> **ACTIVITY**:
Locate the lines of the listing below that hold "instance", then copy each of them.

> **SUPPLIED DATA**:
>>>>>

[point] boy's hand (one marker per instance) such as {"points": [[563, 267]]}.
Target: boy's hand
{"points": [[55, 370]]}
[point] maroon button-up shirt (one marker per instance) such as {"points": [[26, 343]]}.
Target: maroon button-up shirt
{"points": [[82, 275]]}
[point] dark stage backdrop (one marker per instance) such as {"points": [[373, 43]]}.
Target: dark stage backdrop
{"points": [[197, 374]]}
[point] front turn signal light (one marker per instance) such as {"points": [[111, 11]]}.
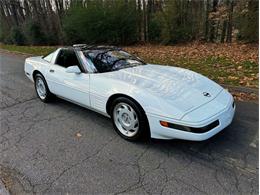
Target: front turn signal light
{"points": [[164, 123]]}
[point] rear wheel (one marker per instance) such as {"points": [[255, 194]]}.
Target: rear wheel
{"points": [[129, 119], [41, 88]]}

<<<<<
>>>>>

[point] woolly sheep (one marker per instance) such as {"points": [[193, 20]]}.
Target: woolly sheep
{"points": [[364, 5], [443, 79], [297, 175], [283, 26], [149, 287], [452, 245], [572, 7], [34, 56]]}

<<<<<
>>>>>

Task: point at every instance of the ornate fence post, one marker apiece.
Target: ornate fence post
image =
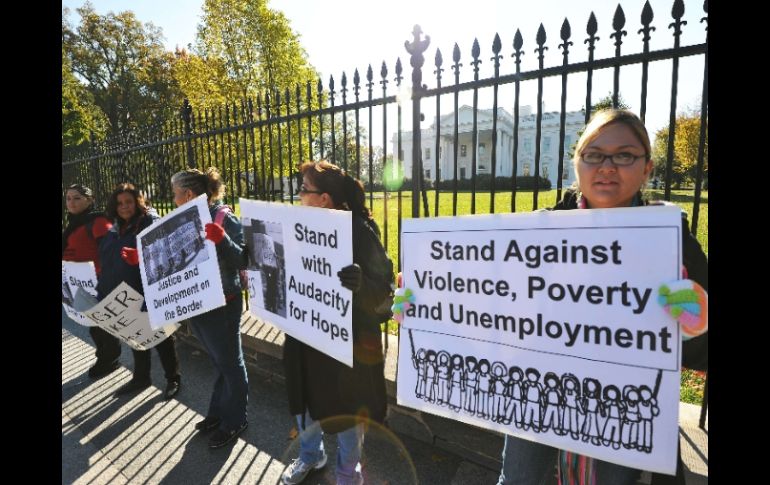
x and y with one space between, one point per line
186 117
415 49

<<<<<

> **COMPLETED TASK**:
[point] boy's hand (one marker per instance) such as {"points": [[563, 267]]}.
[point] maroon button-up shirt (one marker per instance) such as {"points": [[26, 343]]}.
[point] dark stage backdrop (one marker per instance) such as {"points": [[373, 43]]}.
[point] front turn signal light (one marker per instance) such as {"points": [[111, 11]]}.
[point] rear wheel (one marker per instance) such as {"points": [[255, 194]]}.
[point] woolly sheep (one marker per instance) such as {"points": [[193, 20]]}.
Task: point at every instance of the ornate fence post, one marker apiece.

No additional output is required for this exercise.